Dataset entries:
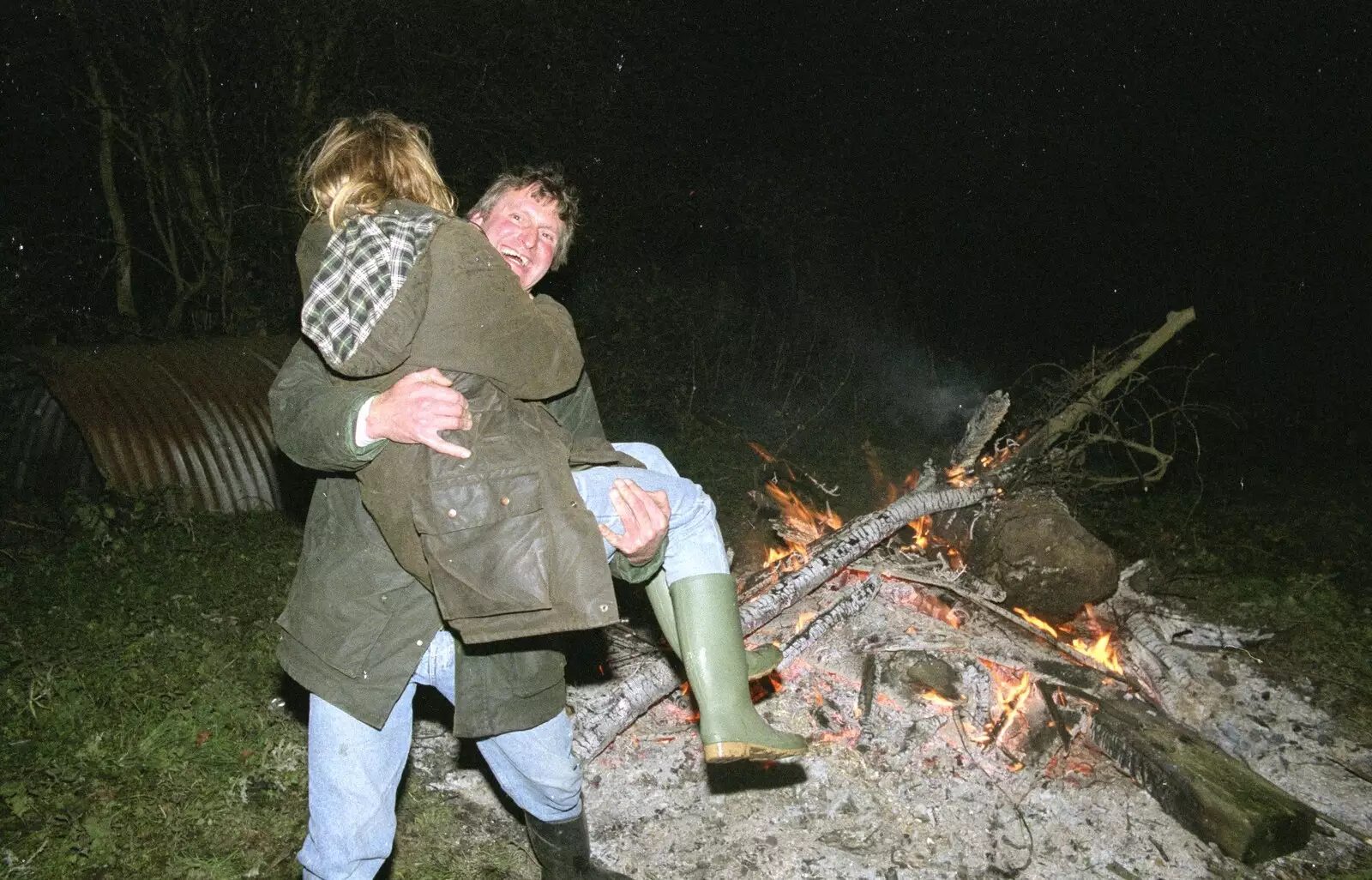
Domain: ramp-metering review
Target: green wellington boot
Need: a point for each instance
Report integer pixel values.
(713, 648)
(761, 660)
(564, 850)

> EXERCISE DETAILS
Print every entry word for word; omit the pictures.

> REPLY
Domain: ramp-metering review
Target: green wellington boot
Need: a point for each instance
Report integer pixel values.
(713, 648)
(761, 660)
(564, 850)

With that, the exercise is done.